• Work instruction
Skip pictures in the listing below; copy exactly the lines from the one with "Target: dry reed" through the one with "Target: orange-brown wooden bench", inclusive.

• Input
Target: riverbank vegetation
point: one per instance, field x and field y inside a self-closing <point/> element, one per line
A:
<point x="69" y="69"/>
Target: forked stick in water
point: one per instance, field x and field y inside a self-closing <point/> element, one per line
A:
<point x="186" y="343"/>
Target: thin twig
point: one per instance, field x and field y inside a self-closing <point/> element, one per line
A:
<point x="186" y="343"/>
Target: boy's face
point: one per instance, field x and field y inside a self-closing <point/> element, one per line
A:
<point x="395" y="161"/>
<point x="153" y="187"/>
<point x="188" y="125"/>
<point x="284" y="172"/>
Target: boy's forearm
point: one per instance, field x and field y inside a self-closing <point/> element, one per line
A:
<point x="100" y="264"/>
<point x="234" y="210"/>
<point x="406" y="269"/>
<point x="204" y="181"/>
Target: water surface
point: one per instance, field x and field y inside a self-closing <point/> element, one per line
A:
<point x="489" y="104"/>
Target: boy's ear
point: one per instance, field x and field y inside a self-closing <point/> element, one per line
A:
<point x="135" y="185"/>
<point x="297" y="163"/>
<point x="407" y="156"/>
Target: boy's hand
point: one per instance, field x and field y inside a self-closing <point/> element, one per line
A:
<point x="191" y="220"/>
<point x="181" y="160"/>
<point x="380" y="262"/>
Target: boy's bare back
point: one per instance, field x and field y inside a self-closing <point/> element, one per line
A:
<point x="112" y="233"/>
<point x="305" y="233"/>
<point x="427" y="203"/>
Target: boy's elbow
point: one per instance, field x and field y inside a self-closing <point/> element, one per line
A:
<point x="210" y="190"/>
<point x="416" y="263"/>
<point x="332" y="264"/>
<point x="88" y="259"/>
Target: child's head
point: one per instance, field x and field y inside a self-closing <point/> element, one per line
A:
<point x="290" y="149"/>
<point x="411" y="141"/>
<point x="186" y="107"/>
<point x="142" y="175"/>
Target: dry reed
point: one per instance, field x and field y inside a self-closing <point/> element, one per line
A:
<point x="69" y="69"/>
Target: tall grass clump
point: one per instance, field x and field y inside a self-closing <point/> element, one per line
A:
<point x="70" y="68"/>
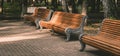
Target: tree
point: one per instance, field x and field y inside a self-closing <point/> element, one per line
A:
<point x="84" y="8"/>
<point x="65" y="5"/>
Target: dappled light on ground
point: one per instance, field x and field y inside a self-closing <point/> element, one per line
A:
<point x="19" y="39"/>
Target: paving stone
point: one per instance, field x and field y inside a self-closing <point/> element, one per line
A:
<point x="19" y="39"/>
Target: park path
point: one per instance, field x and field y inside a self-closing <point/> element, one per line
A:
<point x="20" y="39"/>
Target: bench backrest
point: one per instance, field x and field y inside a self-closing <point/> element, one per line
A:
<point x="43" y="13"/>
<point x="111" y="27"/>
<point x="72" y="19"/>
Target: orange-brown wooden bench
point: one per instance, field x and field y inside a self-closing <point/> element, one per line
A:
<point x="70" y="24"/>
<point x="108" y="39"/>
<point x="39" y="14"/>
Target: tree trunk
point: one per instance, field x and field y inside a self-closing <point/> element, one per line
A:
<point x="2" y="2"/>
<point x="54" y="4"/>
<point x="79" y="6"/>
<point x="84" y="8"/>
<point x="65" y="6"/>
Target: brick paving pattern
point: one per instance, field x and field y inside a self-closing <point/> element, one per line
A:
<point x="19" y="39"/>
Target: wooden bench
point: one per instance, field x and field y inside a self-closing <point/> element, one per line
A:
<point x="108" y="39"/>
<point x="39" y="14"/>
<point x="70" y="24"/>
<point x="57" y="15"/>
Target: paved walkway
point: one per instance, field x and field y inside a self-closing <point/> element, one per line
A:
<point x="19" y="39"/>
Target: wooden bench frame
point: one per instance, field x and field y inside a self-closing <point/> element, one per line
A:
<point x="103" y="39"/>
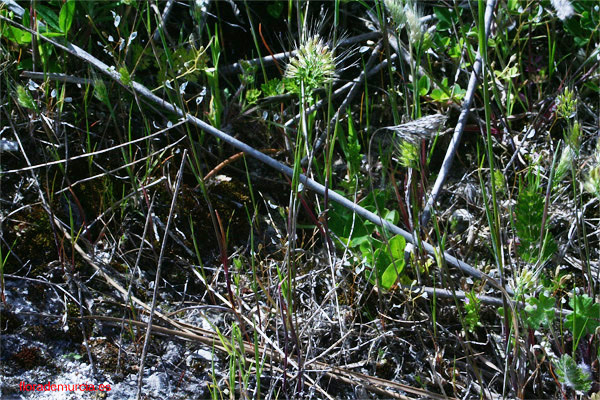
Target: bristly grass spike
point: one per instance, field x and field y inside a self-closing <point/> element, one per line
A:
<point x="421" y="129"/>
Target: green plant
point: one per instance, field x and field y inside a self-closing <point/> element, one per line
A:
<point x="472" y="306"/>
<point x="384" y="259"/>
<point x="529" y="214"/>
<point x="576" y="377"/>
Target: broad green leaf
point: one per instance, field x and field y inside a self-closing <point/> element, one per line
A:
<point x="540" y="311"/>
<point x="572" y="375"/>
<point x="49" y="16"/>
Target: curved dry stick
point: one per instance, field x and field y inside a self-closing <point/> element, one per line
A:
<point x="462" y="119"/>
<point x="284" y="169"/>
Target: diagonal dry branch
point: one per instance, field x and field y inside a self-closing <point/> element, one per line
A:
<point x="460" y="125"/>
<point x="144" y="92"/>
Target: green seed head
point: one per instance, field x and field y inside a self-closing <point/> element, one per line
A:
<point x="313" y="65"/>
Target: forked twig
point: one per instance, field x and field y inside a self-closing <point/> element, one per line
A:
<point x="157" y="278"/>
<point x="460" y="126"/>
<point x="284" y="169"/>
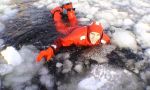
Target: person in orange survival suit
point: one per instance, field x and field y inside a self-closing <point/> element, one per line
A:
<point x="90" y="35"/>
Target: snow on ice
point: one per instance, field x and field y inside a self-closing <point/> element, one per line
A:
<point x="131" y="20"/>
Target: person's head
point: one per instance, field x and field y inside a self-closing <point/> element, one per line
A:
<point x="95" y="31"/>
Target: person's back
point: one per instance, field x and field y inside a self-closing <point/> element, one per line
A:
<point x="89" y="35"/>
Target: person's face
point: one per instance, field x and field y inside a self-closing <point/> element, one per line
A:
<point x="94" y="37"/>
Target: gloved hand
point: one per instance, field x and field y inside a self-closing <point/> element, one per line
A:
<point x="47" y="54"/>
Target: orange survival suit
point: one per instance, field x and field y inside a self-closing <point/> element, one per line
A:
<point x="73" y="34"/>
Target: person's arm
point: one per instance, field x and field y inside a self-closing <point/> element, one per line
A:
<point x="50" y="51"/>
<point x="105" y="39"/>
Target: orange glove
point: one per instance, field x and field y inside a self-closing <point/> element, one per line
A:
<point x="48" y="54"/>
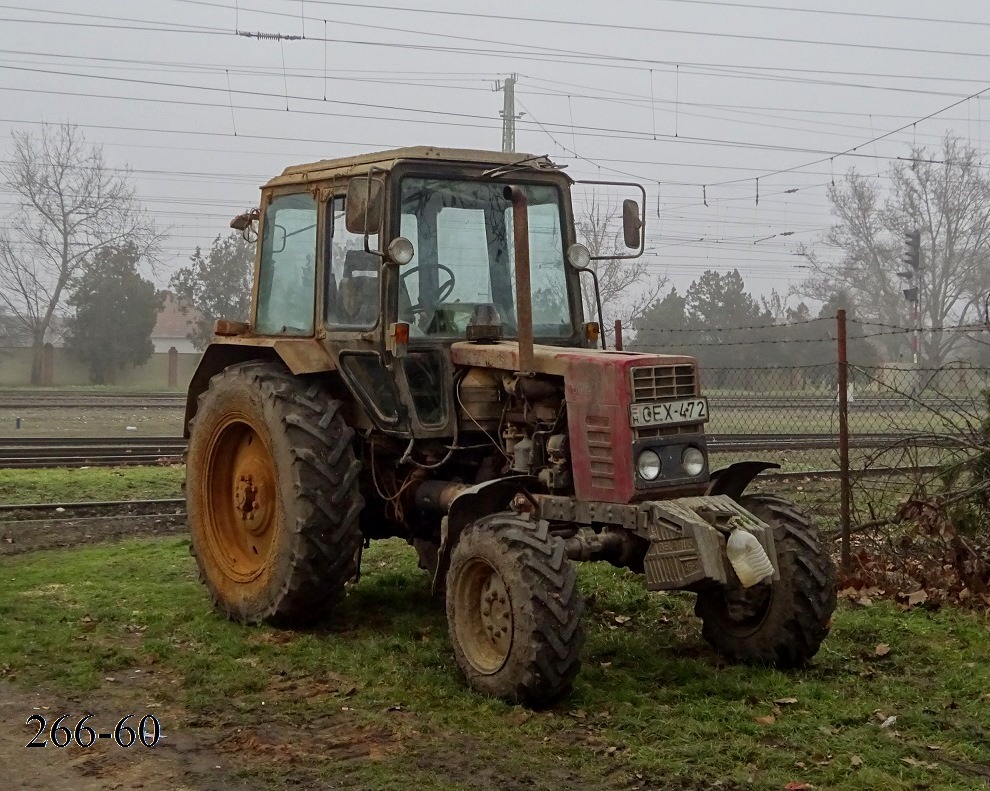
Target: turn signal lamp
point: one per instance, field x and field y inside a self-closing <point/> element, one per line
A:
<point x="400" y="339"/>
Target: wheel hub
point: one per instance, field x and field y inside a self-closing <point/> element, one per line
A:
<point x="484" y="620"/>
<point x="496" y="617"/>
<point x="242" y="498"/>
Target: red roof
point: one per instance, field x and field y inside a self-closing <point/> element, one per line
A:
<point x="172" y="322"/>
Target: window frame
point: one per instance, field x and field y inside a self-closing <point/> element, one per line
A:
<point x="269" y="199"/>
<point x="571" y="277"/>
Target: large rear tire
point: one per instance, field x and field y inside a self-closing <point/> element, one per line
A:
<point x="272" y="495"/>
<point x="782" y="624"/>
<point x="514" y="610"/>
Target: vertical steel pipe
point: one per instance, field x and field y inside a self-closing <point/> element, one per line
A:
<point x="524" y="294"/>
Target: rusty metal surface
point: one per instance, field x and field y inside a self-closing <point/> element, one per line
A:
<point x="350" y="166"/>
<point x="524" y="294"/>
<point x="551" y="360"/>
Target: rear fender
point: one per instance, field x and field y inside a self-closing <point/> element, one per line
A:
<point x="300" y="355"/>
<point x="472" y="504"/>
<point x="734" y="479"/>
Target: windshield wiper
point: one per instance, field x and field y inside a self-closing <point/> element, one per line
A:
<point x="526" y="163"/>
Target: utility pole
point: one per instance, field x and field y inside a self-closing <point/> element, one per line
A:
<point x="508" y="113"/>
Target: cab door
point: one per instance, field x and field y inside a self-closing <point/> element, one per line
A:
<point x="285" y="299"/>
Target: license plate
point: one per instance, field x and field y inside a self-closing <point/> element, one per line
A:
<point x="669" y="413"/>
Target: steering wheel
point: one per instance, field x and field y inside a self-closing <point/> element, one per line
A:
<point x="444" y="291"/>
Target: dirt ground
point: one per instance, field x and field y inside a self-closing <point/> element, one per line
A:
<point x="193" y="755"/>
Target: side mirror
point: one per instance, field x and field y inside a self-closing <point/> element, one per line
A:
<point x="632" y="223"/>
<point x="363" y="206"/>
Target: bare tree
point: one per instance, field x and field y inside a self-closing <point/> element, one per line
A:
<point x="944" y="194"/>
<point x="628" y="287"/>
<point x="70" y="204"/>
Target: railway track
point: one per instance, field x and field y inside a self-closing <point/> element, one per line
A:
<point x="130" y="451"/>
<point x="89" y="451"/>
<point x="29" y="399"/>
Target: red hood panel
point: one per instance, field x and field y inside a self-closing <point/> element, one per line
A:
<point x="598" y="392"/>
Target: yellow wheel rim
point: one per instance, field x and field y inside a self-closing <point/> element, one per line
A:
<point x="241" y="499"/>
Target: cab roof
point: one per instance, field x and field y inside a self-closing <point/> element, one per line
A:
<point x="348" y="166"/>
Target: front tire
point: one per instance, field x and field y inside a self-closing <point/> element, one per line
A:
<point x="514" y="611"/>
<point x="784" y="623"/>
<point x="272" y="495"/>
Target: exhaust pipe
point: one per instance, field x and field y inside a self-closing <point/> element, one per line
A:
<point x="524" y="294"/>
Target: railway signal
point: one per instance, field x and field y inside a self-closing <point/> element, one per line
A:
<point x="912" y="274"/>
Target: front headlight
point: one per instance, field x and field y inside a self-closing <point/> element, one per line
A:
<point x="648" y="465"/>
<point x="693" y="461"/>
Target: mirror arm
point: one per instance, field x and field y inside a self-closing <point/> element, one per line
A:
<point x="598" y="296"/>
<point x="642" y="220"/>
<point x="367" y="208"/>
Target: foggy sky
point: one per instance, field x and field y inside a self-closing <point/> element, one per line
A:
<point x="721" y="108"/>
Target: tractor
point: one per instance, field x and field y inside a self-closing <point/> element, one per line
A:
<point x="417" y="363"/>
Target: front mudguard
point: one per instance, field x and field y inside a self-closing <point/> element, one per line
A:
<point x="688" y="537"/>
<point x="734" y="479"/>
<point x="473" y="503"/>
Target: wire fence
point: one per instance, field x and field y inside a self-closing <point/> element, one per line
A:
<point x="899" y="439"/>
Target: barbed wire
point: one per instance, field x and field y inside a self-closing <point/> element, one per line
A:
<point x="888" y="330"/>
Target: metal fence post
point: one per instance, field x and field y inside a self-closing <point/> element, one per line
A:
<point x="173" y="367"/>
<point x="843" y="363"/>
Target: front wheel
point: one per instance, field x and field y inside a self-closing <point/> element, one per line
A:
<point x="514" y="611"/>
<point x="782" y="623"/>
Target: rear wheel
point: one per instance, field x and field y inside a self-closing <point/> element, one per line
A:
<point x="514" y="611"/>
<point x="272" y="495"/>
<point x="785" y="622"/>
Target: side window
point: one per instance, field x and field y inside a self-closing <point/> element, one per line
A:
<point x="352" y="277"/>
<point x="287" y="276"/>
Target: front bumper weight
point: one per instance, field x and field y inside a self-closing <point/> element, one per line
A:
<point x="687" y="540"/>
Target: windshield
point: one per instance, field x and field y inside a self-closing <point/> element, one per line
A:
<point x="462" y="233"/>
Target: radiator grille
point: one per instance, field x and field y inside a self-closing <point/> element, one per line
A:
<point x="600" y="452"/>
<point x="652" y="383"/>
<point x="662" y="382"/>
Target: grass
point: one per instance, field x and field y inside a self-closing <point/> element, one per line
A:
<point x="652" y="708"/>
<point x="88" y="484"/>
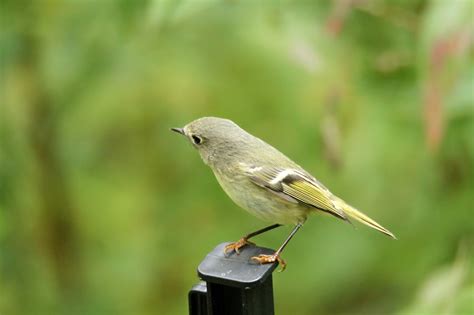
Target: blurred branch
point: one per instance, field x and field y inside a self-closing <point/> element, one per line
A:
<point x="57" y="231"/>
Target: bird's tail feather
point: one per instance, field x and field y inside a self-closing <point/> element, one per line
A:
<point x="359" y="216"/>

• Solved problem
Target: dry reed
point: one per instance, field x and field y inside a self-closing <point/> element, one per line
A:
<point x="69" y="69"/>
Target: tall grass clump
point: one per instance, field x and field y inside a self-closing <point/> element, one per line
A:
<point x="70" y="68"/>
Target: tree
point: one per instance, field x and field y inside a self-closing <point/> element, one per line
A:
<point x="84" y="8"/>
<point x="65" y="5"/>
Target: dappled light on ground
point: one per instance, field x and field y inside a self-closing <point/> element, one per line
A:
<point x="19" y="39"/>
Target: paving stone
point: one per instance, field x and field y inside a self-closing <point/> element, one per line
A:
<point x="19" y="39"/>
Target: park path
point: one per instance, field x and field y inside a self-closing <point/> element, one per line
A:
<point x="20" y="39"/>
Target: bench backrest
point: one per instance, field x and field y inside a self-closing <point/> element, one per line
A:
<point x="43" y="13"/>
<point x="111" y="27"/>
<point x="72" y="19"/>
Target: orange-brown wooden bench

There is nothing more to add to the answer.